Exercise details: Word for word, copy out the data below, omitting pictures.

The input:

========================================================================

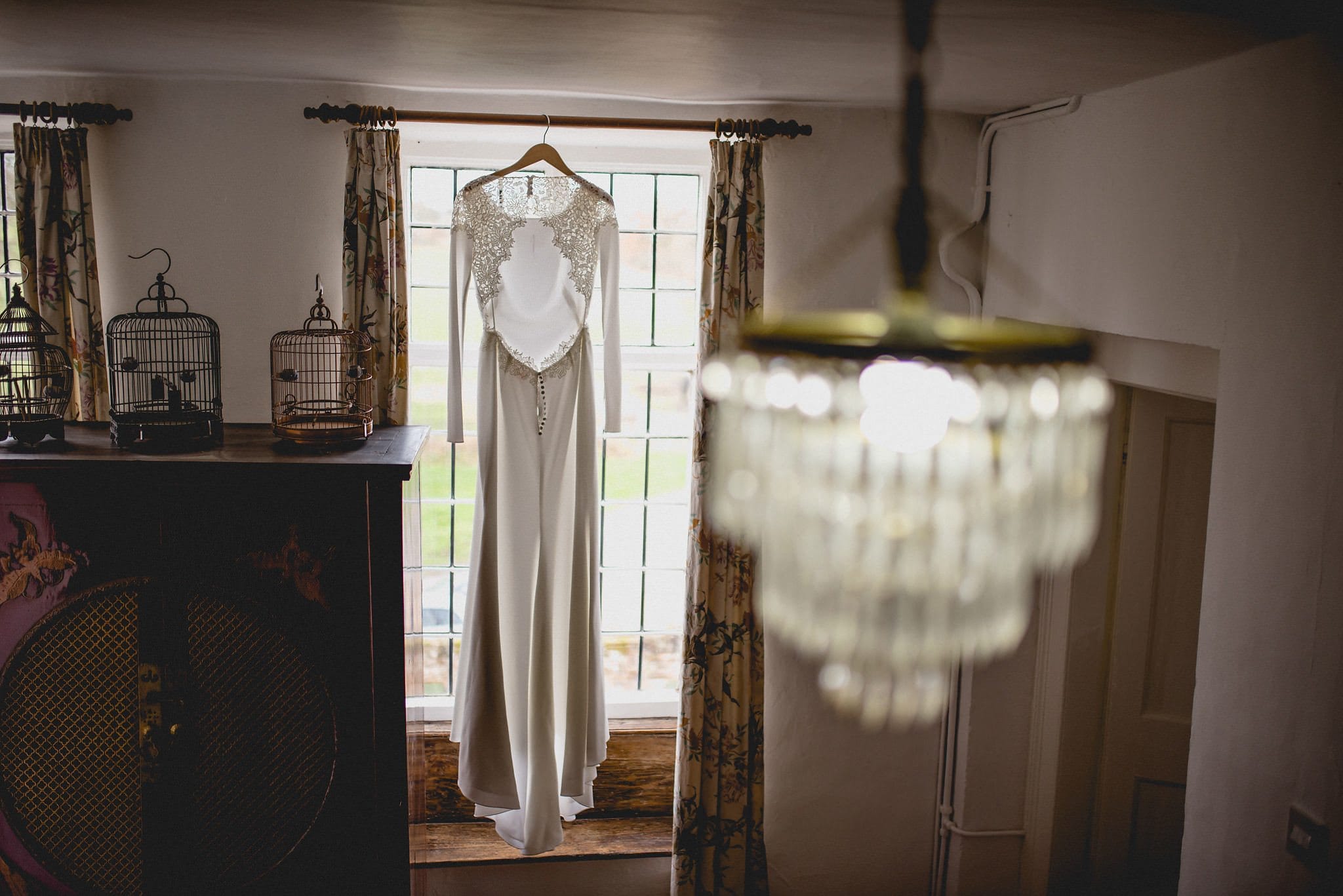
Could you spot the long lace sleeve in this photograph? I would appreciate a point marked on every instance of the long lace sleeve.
(609, 257)
(458, 277)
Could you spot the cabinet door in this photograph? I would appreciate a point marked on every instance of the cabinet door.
(163, 738)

========================================================================

Finished task:
Could you spot the long lace sleeve in this photograph? I would appreciate a point marked on every instance of the long lace sleeve.
(609, 257)
(458, 277)
Could you spot the cabinet door in this photograph? I would appreciate a point marked on every instance of the cabinet door.
(163, 738)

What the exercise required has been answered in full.